Request:
Rewrite every row below, substituting "dot" for each "marker" and changing nothing else. Omit the pictures from your copy.
[start Supplied information]
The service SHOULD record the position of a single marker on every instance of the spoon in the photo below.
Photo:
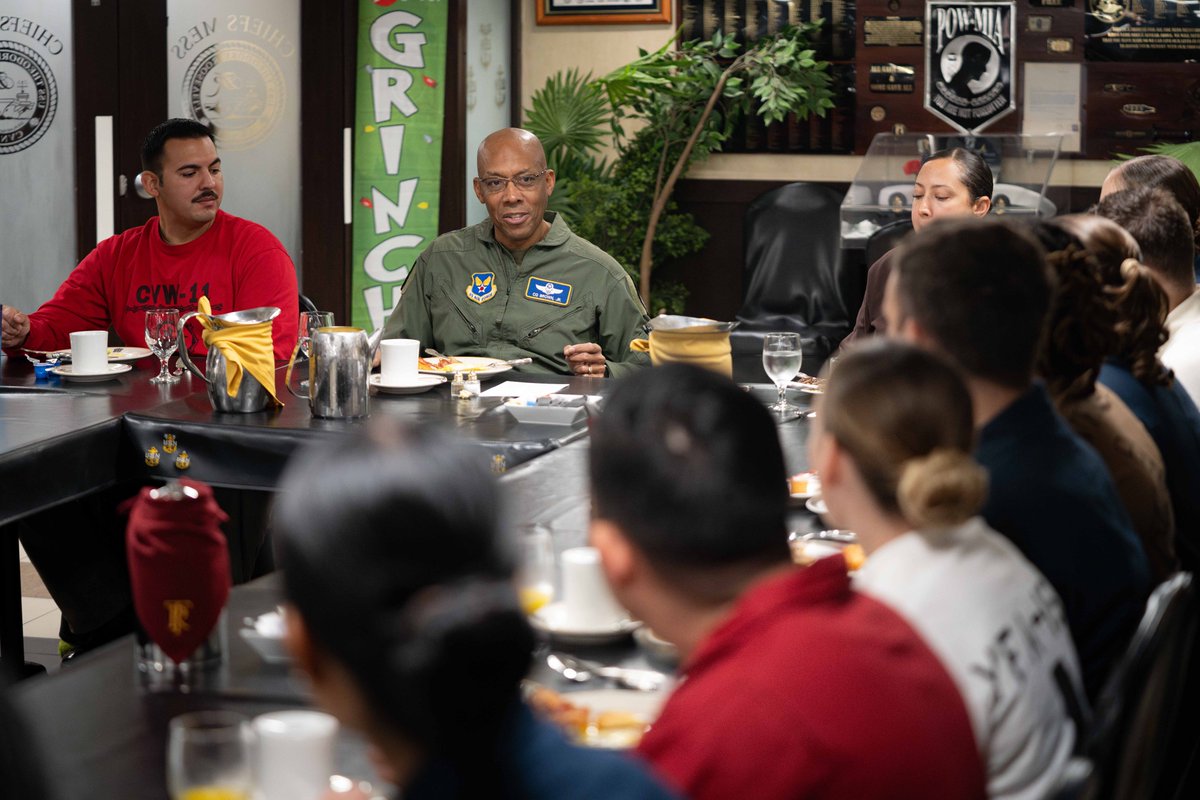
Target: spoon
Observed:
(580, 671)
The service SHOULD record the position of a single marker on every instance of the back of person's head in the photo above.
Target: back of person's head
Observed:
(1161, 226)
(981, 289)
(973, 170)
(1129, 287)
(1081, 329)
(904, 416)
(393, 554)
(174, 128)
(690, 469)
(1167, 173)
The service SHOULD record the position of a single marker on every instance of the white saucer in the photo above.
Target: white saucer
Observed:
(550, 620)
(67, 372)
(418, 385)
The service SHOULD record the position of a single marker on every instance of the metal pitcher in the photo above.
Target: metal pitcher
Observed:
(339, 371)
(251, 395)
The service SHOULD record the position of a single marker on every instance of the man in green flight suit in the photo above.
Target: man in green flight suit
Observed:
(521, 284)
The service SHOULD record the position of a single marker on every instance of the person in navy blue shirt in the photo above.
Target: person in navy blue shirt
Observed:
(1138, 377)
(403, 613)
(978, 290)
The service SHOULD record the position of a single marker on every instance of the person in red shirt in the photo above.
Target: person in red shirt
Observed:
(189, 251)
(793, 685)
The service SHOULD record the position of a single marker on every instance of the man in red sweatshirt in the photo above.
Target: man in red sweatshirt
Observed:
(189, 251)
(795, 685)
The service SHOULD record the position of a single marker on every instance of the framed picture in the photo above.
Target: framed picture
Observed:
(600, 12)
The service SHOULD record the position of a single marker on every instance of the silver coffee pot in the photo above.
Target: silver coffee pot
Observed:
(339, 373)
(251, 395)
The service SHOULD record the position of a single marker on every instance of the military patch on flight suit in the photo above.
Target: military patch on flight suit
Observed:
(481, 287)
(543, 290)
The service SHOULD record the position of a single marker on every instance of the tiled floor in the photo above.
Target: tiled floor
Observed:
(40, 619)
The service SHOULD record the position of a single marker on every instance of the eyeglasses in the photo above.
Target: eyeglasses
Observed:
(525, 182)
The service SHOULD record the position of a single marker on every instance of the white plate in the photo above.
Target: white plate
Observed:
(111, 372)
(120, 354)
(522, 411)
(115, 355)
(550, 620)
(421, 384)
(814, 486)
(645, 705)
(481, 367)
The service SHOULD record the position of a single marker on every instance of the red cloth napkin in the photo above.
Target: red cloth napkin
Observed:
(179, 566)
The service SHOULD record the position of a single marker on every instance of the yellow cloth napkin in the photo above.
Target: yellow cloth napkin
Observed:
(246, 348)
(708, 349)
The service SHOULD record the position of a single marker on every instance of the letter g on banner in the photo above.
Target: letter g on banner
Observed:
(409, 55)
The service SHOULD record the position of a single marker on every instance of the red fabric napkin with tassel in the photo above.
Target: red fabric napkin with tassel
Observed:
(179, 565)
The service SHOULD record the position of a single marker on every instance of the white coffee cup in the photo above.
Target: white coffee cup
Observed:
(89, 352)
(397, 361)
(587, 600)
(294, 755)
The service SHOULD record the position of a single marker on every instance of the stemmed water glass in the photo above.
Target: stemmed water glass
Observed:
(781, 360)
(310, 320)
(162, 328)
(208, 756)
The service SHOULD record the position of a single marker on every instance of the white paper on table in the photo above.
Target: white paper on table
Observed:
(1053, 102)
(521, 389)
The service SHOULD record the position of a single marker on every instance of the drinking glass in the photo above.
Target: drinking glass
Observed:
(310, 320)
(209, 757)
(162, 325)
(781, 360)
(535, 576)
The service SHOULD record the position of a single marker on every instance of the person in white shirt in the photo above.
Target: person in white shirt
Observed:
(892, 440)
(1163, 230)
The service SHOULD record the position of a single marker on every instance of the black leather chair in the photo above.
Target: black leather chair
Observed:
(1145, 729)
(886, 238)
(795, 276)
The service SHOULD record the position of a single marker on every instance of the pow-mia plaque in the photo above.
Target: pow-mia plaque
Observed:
[end Supplied information]
Solution for this task:
The service SHOULD record the position of a single dot on every instance of the spoon in the photo below.
Photo:
Target: spoon
Observed:
(580, 671)
The service SHOULD record the position of a single dot on every instance of the back of person's head in the photo above.
Target: back of person's head
Observed:
(1161, 226)
(981, 289)
(973, 170)
(1129, 287)
(1081, 329)
(904, 416)
(393, 554)
(174, 128)
(690, 469)
(1167, 173)
The service SHOULD record the position of a single dot on every instance of the white saucer in the photo above.
Target: white saucer
Observed:
(550, 620)
(67, 372)
(418, 385)
The service SHOULD record the position of a single dot on every instance of the metal pitcher in the photo above.
Target: metal pitcher
Observed:
(339, 371)
(251, 395)
The service SHOULD record the position of a single dot on every instance of the man in green flight suit in the photo above.
Target: man in green flight suit
Observed:
(521, 284)
The service SHOULD record the position of a single dot on every instance of the person in navy blue shirt in the photo above.
Target: person in navy blue shirt
Observed:
(1138, 377)
(403, 613)
(978, 290)
The service SHOULD record the position of a single dot on every instance of the person in red shirt in the photo above.
Target: person in red shirt
Observed:
(189, 251)
(793, 685)
The service SHOULD record the position of a single dot on every instance of the man in red sweatshirt in the photo above.
Target: man in red sweatshirt
Observed:
(189, 251)
(795, 685)
The service SHOULD record the position of a single dot on every instance of the framed picture in the photo above.
Target: framed picture
Observed:
(600, 12)
The service SHOULD record the position of a single dot on every instance of the silver coffee pot in the photo above.
Target: silver coffee pot
Observed:
(339, 373)
(251, 395)
The service SHOULD record the position of a single dot on every instance of the military patch on flight suit in the photo above.
Target: military patch on flight suit
Observed:
(481, 287)
(543, 290)
The service SHOULD record the position of a single dot on every instance of the tiled floor in the photo above.
Target: tiled floor
Observed:
(40, 619)
The service SHOULD record the position of a single dot on every instance of the eyeglasses in the photo above.
Target: eyeglasses
Observed:
(525, 182)
The service SHOULD record the position of a single dot on every instance of the white plate in the photo above.
Target: white plate
Observed:
(111, 372)
(120, 354)
(522, 411)
(115, 355)
(550, 620)
(421, 384)
(814, 486)
(645, 705)
(481, 367)
The service SHOULD record the position of a single dot on every instance of the red cloth napkin in the photo above.
Target: red cloth napkin
Observed:
(179, 566)
The service SHOULD record the position of a single dot on every instance of the yellow cloth napkin in the photo above.
Target: yellow cloth napkin
Observed:
(246, 348)
(708, 349)
The service SHOULD record the position of a single dot on every instance of the letter g on banner in the photo above.
Target: letter g on banner
Observed:
(409, 55)
The service SHOULD record the position of a single dot on every instance of the red fabric napkin with tassel in the photo above.
Target: red fabric napkin with tassel
Observed:
(179, 565)
The service SHOULD record the position of a single dot on every instance of the white coffee cup in the photo above.
Target: white coffee cup
Observed:
(89, 352)
(397, 361)
(587, 600)
(294, 755)
The service SHOULD record the position of a single dot on every instance of the stemmed water glass in the photo above.
Target: stemmed water glass
Observed:
(781, 360)
(310, 320)
(162, 328)
(208, 756)
The service SHOULD record the position of a single dot on every instance of the white paper on table in the photo above.
Target: white paper on table
Observed:
(1053, 102)
(521, 389)
The service SHOULD record the position of a single dot on every instance of the drinking glass in the photo above.
Target: drinking glass
Observed:
(310, 320)
(209, 757)
(162, 325)
(781, 360)
(535, 576)
The service SHOULD record the position of a single dot on every instance of the person in white shirt in the photo above.
Target: person in white shirt
Observed:
(892, 440)
(1163, 230)
The service SHOULD record the position of a single dot on every instance of the black leather chair in the photo above.
Target: black leather chair
Observed:
(1145, 729)
(886, 238)
(795, 276)
The service SHOULD record the position of a single dot on every instance of the pow-mia plaque in the photo above.
Target: pow-mia plaque
Observed:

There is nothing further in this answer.